Aim of the task:
Copy everything from the start of the data down to and including the line with "column 244, row 114", changing "pick planner" to "grasp planner" and keeping all else as it is. Leave the pictures out.

** BEGIN Records for this task **

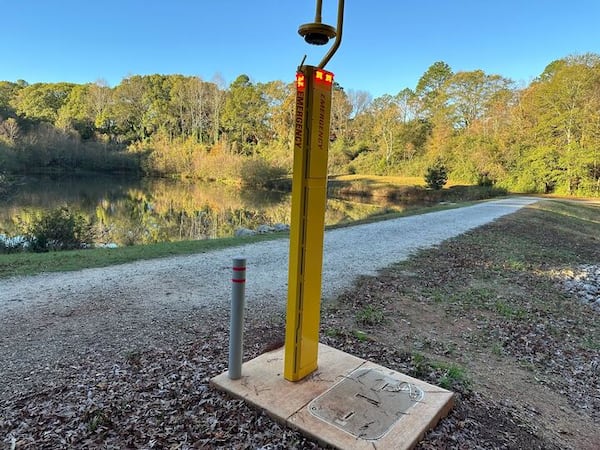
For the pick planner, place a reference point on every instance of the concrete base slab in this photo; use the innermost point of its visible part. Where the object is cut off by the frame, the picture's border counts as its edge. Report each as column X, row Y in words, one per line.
column 262, row 385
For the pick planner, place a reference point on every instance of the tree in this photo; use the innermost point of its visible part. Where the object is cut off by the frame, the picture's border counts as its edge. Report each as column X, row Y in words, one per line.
column 42, row 101
column 430, row 87
column 10, row 130
column 244, row 114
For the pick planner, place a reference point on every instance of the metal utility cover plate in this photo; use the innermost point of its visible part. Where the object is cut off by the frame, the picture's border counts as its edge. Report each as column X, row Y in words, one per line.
column 366, row 404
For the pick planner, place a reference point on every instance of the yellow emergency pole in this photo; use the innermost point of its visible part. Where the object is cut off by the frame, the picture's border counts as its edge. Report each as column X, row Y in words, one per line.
column 314, row 87
column 309, row 197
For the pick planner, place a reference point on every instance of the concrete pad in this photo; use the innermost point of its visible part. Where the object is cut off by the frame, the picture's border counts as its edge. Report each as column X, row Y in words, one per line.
column 262, row 385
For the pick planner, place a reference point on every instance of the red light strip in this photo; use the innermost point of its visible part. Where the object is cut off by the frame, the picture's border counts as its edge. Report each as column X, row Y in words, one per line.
column 322, row 76
column 300, row 81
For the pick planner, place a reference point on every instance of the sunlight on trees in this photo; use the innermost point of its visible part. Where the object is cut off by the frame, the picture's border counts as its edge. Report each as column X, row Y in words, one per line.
column 544, row 137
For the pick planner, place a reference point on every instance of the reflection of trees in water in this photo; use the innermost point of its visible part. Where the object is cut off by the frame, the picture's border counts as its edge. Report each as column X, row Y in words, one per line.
column 181, row 214
column 128, row 212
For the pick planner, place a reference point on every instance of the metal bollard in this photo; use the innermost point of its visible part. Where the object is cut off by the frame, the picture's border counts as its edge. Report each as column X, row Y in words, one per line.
column 236, row 332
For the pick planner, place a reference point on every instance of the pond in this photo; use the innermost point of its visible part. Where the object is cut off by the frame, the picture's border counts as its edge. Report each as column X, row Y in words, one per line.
column 129, row 211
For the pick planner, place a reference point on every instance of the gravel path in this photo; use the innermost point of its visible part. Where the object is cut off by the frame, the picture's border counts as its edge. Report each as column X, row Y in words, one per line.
column 180, row 284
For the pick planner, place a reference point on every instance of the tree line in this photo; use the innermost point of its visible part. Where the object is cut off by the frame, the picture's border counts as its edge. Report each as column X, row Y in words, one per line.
column 481, row 128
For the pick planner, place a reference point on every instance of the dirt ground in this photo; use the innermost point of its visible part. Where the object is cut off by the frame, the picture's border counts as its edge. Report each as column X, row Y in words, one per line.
column 473, row 315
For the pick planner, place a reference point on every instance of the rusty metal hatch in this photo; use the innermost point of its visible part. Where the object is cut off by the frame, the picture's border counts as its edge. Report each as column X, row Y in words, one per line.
column 366, row 404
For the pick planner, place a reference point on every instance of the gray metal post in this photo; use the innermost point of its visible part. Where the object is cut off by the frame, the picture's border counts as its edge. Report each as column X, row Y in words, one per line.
column 236, row 332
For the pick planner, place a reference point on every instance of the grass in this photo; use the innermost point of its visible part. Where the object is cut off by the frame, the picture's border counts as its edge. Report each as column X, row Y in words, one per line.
column 26, row 263
column 387, row 180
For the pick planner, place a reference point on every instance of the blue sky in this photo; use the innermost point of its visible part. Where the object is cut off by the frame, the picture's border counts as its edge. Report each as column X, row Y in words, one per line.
column 387, row 44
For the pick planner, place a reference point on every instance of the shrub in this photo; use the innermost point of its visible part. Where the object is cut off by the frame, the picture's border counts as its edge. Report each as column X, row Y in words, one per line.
column 436, row 177
column 257, row 172
column 58, row 229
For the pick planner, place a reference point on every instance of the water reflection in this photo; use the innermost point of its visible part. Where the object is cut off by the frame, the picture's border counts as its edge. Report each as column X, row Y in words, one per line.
column 128, row 212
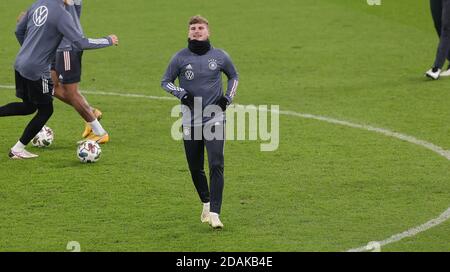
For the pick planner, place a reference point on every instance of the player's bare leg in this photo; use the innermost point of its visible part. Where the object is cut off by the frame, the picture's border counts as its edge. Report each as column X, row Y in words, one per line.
column 69, row 94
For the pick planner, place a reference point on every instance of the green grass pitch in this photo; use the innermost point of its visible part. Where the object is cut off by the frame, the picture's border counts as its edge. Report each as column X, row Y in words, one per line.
column 326, row 188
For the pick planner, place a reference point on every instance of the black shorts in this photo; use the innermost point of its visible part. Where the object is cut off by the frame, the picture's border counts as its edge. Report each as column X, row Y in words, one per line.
column 36, row 92
column 68, row 66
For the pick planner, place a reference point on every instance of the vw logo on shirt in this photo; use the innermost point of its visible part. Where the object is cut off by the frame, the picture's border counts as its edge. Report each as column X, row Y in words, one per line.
column 189, row 75
column 40, row 16
column 212, row 64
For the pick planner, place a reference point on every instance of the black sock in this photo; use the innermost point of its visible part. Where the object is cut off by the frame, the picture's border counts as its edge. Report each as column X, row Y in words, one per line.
column 35, row 125
column 17, row 108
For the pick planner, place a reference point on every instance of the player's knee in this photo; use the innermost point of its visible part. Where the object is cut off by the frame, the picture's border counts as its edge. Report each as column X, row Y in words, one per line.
column 31, row 108
column 46, row 110
column 216, row 166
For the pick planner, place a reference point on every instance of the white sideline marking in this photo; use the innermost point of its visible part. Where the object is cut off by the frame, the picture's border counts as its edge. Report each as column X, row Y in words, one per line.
column 410, row 139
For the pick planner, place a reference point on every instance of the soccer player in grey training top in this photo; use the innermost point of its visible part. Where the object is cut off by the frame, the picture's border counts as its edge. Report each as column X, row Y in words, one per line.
column 199, row 71
column 66, row 76
column 39, row 33
column 440, row 10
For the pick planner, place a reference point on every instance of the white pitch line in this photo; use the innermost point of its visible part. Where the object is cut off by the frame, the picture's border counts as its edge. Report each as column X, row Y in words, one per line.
column 410, row 139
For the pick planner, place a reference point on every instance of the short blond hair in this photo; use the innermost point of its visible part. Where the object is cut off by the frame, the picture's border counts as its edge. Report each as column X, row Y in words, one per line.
column 198, row 19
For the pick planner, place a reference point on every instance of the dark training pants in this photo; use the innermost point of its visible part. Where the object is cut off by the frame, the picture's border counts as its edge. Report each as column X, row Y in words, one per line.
column 440, row 10
column 36, row 96
column 195, row 155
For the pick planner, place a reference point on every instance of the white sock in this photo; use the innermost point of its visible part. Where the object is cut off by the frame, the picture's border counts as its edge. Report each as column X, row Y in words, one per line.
column 19, row 147
column 214, row 214
column 97, row 128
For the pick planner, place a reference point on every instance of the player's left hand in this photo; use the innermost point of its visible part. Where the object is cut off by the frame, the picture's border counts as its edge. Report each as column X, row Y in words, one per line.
column 223, row 103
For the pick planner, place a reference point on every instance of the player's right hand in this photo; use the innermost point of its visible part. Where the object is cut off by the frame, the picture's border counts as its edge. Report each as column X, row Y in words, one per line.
column 188, row 100
column 114, row 39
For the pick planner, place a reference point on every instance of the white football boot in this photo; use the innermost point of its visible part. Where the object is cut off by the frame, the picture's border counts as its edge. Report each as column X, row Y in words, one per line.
column 205, row 213
column 214, row 221
column 22, row 155
column 433, row 73
column 445, row 73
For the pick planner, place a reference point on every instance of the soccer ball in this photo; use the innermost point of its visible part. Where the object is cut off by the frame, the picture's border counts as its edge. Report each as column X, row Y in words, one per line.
column 44, row 138
column 89, row 151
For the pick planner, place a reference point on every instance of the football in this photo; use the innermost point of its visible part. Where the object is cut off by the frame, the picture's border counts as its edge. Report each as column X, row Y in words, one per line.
column 44, row 138
column 89, row 151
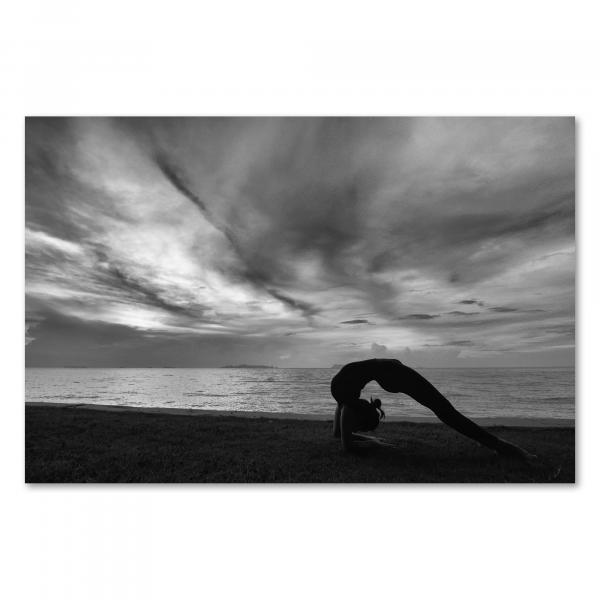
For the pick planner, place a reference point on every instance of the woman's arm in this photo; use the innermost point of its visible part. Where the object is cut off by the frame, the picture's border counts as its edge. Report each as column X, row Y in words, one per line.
column 336, row 422
column 346, row 426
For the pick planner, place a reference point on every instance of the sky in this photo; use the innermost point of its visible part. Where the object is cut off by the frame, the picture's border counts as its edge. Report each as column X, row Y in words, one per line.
column 201, row 242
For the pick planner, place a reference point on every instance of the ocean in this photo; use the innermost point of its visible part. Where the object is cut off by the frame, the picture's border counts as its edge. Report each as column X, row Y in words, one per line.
column 520, row 393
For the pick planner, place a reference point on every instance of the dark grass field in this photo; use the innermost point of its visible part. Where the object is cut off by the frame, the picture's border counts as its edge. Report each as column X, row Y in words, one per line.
column 66, row 444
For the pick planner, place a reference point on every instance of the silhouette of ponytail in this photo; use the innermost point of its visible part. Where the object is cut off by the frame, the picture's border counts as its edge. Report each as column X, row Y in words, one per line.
column 377, row 404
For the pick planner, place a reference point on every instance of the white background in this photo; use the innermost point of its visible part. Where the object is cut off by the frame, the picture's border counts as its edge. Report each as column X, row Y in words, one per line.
column 280, row 58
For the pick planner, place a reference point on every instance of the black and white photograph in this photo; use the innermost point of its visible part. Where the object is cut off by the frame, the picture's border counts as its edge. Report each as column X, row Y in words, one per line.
column 300, row 299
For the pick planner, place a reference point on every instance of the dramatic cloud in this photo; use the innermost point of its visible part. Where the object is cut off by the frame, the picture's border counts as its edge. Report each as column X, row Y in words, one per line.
column 214, row 241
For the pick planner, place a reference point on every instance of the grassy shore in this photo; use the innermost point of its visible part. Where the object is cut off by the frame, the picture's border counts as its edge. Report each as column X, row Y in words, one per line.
column 69, row 444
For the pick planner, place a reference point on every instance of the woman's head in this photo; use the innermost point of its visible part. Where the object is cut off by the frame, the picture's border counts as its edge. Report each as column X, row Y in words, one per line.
column 377, row 404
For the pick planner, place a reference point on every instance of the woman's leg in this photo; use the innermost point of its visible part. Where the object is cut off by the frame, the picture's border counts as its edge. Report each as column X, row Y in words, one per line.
column 409, row 382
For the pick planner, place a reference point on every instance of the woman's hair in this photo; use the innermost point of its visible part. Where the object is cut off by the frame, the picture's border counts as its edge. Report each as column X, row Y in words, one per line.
column 377, row 404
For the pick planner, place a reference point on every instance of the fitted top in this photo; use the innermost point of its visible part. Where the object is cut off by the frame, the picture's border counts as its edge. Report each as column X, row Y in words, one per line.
column 349, row 381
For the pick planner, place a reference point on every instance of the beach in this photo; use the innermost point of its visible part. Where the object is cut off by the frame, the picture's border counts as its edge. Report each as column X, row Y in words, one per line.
column 83, row 444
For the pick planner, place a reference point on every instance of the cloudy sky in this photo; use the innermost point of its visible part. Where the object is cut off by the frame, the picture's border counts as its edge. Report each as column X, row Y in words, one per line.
column 300, row 242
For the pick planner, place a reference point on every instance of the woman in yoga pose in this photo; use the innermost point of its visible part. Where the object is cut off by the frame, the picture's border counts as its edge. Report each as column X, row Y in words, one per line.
column 355, row 414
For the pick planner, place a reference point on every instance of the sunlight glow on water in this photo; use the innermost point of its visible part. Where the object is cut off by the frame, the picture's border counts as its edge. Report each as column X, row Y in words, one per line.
column 522, row 393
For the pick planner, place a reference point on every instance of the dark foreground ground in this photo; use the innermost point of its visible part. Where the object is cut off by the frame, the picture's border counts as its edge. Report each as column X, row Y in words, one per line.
column 66, row 444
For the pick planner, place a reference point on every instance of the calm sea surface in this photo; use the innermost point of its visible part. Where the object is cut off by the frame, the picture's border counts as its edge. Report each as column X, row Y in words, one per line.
column 515, row 393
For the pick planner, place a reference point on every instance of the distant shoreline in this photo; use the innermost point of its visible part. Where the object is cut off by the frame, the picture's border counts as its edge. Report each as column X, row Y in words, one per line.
column 418, row 367
column 484, row 421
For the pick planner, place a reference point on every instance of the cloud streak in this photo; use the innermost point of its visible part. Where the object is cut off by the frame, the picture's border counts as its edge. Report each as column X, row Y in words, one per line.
column 453, row 234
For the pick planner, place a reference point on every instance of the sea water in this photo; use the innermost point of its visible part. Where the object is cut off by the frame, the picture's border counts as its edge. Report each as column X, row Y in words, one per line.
column 524, row 393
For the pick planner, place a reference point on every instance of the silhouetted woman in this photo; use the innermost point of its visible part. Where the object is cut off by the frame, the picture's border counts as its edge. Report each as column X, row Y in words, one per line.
column 355, row 414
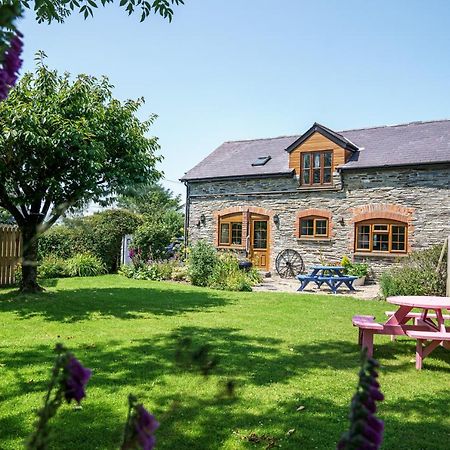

** END Records for this task **

Solved exercise:
For the grasp planner, place a reference point on every instance of the concrete base slab in this photo; use the innermost point of its visible part. Where the object is cut off by the frame, the picture's border counts as its edge. Report each as column X, row Y in words, one per line.
column 262, row 385
For the grasp planner, place a reference point on every instance of the tree in this photo; use the innermost point of its visible part. Where the object is cut off by the frame, the picture's border counts as its edge. Report each as column X, row Y in words, one per line.
column 42, row 101
column 430, row 87
column 10, row 130
column 244, row 114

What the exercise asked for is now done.